Task prompt → What follows are records. Restate all of them word for word.

Dataset records →
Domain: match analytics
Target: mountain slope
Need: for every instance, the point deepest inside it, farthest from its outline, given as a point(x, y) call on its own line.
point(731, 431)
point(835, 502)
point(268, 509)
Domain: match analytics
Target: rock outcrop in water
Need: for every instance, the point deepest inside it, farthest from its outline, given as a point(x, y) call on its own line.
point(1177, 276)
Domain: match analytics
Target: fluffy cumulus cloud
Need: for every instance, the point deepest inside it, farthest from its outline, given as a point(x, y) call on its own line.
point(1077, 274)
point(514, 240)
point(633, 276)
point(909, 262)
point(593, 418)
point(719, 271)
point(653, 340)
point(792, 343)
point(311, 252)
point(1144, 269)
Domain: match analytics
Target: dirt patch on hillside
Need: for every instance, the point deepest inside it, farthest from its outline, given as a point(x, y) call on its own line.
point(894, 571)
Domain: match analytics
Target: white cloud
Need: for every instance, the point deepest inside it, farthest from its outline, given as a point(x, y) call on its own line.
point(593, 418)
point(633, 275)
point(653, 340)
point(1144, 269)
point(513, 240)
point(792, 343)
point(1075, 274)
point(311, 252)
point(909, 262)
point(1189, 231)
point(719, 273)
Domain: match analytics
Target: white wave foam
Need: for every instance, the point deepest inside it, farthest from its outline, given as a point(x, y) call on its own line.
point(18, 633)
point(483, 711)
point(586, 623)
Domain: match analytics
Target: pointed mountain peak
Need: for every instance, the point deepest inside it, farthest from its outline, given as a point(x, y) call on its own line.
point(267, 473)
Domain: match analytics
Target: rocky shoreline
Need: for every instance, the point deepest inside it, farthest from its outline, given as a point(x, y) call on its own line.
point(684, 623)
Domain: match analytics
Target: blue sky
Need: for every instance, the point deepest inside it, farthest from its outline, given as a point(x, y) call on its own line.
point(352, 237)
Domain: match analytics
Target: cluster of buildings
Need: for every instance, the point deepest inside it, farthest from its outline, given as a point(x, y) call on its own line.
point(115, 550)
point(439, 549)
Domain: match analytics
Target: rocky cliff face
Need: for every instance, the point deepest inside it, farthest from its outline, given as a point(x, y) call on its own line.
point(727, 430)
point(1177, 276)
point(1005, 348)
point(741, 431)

Solved exercise →
Domain: match analytics
Target: mountain slope
Need: for every instance, the point deepest inside it, farthest from its outline, given as a point(x, y) call on its own line.
point(731, 431)
point(835, 502)
point(268, 509)
Domain: match analytics
Target: rock outcrop in water
Need: for every instance, the point deepest inside it, farthest from its outline, given as a point(x, y) call on its own line.
point(1177, 276)
Domain: match analytics
Target: fluffy cumulus cloud
Need: for every instance, the point deepest inside it, farthest from its outline, given as a point(x, y) call on its own line.
point(1077, 274)
point(514, 240)
point(633, 276)
point(909, 262)
point(593, 418)
point(719, 271)
point(653, 340)
point(792, 343)
point(311, 252)
point(1144, 269)
Domain: match analytics
Target: dirt patch on hillside
Need: for every instance, the point deepest inside it, farthest from its outline, given as a point(x, y) call on its own line.
point(894, 571)
Domain: match analytics
Target: white cloud
Need: for every instance, the point deepest inside it, farthest from its outline, given as a point(x, y) call on its own line.
point(593, 418)
point(633, 275)
point(653, 340)
point(1144, 269)
point(513, 240)
point(792, 343)
point(1075, 274)
point(311, 252)
point(909, 262)
point(1189, 231)
point(719, 273)
Domain: match analytics
Target: white wave foam
Need: for every instance, the point deepest inside it, farthest from its outline, given as a point(x, y) call on its own line.
point(18, 633)
point(483, 711)
point(586, 623)
Domain: match analytics
Target: pointed mountain peak
Need: for every instance, the point deepest inside it, farthest from its outline, given as a point(x, y) call on its own line.
point(267, 473)
Domain: match analytics
Target: rocky shoreline
Need: for every instance, the point deepest inside it, farthest from its outline, given as a point(x, y) call on its own line.
point(684, 623)
Domain: match analytics
Target: blue sky
Need: for every instance, the point deepest inside it, farthest from its outline, given as a point(x, y) call on its own line.
point(352, 237)
Domain: match analytics
Target: cluster of buildings
Need: for every instance, the point deepest inside it, farthest from its outline, given as a point(x, y) call on its own line.
point(115, 550)
point(439, 549)
Domain: match analytics
Target: rocky cliff face
Need: for every instance, the point deepest inside it, farthest from its outline, given as a point(x, y) call on its own line.
point(727, 430)
point(1177, 276)
point(1005, 348)
point(741, 431)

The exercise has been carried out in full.